- _What you need to do_: Rewrite the records below from their first line through the line containing "51), (170, 51)]", keeping every line in place. Offset each coordinate in the outlines by adding 59 to it.

Outline records:
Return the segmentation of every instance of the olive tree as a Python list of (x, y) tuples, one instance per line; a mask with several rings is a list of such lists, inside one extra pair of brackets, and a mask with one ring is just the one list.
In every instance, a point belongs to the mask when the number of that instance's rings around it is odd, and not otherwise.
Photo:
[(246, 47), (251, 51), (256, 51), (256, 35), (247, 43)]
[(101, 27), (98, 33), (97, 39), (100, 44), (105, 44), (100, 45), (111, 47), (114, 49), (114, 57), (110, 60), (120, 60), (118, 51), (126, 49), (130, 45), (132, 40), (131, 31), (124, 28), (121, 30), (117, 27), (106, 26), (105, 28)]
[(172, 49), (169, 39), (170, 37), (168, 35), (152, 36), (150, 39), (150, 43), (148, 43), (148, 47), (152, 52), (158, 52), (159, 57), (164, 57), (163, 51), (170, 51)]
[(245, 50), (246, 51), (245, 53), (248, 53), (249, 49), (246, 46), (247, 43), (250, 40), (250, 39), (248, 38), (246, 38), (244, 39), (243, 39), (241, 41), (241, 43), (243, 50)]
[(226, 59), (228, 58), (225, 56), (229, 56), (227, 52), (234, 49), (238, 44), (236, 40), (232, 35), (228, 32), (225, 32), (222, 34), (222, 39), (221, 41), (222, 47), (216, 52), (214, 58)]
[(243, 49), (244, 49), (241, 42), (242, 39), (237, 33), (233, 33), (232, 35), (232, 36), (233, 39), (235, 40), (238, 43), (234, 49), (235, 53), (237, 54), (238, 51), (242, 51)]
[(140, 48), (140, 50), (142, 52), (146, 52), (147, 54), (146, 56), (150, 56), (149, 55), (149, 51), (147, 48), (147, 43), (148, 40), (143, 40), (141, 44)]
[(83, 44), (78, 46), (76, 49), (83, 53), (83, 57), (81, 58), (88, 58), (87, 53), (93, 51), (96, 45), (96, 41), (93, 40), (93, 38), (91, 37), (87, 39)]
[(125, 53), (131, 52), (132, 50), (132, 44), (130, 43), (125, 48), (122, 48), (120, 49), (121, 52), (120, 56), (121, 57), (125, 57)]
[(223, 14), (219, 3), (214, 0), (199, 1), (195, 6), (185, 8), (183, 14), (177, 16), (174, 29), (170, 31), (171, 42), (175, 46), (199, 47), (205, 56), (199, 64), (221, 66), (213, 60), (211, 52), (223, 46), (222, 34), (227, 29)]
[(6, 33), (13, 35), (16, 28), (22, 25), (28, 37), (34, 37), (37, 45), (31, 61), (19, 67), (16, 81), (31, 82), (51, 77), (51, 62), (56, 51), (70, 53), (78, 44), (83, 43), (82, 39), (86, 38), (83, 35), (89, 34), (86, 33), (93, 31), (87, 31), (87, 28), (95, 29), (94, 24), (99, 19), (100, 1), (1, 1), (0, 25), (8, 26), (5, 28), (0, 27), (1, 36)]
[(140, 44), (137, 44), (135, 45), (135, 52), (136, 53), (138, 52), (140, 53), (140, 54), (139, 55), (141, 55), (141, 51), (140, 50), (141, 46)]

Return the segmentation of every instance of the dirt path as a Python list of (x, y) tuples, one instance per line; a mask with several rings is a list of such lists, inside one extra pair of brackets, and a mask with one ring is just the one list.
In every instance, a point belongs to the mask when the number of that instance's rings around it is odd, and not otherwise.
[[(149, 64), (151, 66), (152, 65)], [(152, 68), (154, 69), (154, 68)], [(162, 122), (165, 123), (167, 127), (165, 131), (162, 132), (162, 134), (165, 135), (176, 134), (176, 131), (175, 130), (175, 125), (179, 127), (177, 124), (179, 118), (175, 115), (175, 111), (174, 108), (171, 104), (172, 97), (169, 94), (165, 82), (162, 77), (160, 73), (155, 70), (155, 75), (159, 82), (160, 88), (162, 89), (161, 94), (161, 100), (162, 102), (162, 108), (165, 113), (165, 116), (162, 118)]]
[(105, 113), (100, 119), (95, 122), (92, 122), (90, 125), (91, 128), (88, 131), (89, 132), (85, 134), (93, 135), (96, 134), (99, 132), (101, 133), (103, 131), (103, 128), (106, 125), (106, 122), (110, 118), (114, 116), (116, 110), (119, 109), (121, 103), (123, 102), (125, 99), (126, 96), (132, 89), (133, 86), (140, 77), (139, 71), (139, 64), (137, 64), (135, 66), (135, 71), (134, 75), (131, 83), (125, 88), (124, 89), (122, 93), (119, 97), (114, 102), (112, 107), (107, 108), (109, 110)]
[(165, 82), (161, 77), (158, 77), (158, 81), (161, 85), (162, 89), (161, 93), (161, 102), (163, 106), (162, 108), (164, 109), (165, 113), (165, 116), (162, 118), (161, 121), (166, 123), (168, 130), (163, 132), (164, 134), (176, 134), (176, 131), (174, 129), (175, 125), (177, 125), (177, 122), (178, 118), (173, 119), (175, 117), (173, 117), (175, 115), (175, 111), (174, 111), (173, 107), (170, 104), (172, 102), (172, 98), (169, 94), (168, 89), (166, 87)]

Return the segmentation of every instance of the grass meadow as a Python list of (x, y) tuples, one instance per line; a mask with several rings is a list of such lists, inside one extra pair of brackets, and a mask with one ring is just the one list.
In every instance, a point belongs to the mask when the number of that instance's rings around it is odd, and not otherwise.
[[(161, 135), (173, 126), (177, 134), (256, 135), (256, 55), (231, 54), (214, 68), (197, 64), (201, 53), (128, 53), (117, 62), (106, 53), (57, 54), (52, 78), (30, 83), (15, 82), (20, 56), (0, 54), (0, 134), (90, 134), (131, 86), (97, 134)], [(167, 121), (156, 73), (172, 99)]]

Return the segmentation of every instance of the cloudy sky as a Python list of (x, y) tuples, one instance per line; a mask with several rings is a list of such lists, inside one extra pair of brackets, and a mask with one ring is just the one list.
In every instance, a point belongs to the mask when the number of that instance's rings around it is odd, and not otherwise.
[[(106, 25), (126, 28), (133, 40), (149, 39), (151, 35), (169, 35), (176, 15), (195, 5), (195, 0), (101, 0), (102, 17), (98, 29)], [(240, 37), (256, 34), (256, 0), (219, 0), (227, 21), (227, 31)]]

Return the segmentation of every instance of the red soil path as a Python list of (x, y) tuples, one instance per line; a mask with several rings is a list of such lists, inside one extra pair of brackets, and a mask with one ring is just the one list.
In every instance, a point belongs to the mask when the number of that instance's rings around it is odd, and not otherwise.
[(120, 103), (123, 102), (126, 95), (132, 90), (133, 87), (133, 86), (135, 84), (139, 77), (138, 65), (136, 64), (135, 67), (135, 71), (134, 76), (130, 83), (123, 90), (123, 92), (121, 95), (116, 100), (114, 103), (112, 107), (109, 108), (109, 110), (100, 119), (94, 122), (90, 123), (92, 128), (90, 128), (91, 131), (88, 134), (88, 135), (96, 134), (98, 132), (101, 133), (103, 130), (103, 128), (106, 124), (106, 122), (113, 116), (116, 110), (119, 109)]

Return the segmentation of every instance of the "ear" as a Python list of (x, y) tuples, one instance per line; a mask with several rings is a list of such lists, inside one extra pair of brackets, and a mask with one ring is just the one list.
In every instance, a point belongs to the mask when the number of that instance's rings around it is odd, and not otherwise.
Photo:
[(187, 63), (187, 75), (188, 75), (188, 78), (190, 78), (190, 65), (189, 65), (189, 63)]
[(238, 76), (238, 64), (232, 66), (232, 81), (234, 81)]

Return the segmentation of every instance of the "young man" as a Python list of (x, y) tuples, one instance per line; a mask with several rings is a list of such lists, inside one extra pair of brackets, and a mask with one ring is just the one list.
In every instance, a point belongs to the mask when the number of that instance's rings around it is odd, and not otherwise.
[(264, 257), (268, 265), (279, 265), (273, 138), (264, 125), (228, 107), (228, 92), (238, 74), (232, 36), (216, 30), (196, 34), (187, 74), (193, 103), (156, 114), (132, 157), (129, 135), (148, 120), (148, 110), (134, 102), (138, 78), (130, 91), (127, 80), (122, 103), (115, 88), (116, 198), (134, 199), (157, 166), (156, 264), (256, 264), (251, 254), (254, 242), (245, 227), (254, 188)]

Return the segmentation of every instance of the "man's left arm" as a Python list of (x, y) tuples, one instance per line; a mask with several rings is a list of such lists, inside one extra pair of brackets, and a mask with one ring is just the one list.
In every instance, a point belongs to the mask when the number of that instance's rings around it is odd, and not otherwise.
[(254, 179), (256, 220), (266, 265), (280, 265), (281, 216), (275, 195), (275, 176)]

- _Solution to this task_:
Return the segmentation of every instance of the olive tree as a Python list of (x, y) tuples, one instance per line; a mask with several rings is a list of such lists, inside one extra pair of brackets, and a mask with one ring is just the one list.
In every instance, a point belongs to the mask when the number of that instance's rings around it is odd, and not otherwise.
Photo:
[(305, 106), (310, 110), (315, 110), (315, 94), (306, 102)]
[(160, 86), (157, 92), (156, 98), (159, 103), (164, 103), (159, 104), (170, 106), (173, 108), (173, 116), (169, 119), (179, 119), (177, 110), (185, 108), (189, 104), (191, 99), (190, 90), (183, 87), (180, 89), (176, 86), (165, 85), (164, 87)]
[(231, 108), (228, 98), (229, 96), (227, 94), (211, 95), (209, 98), (209, 102), (207, 102), (207, 106), (211, 111), (217, 111), (218, 116), (223, 116), (222, 110), (229, 110)]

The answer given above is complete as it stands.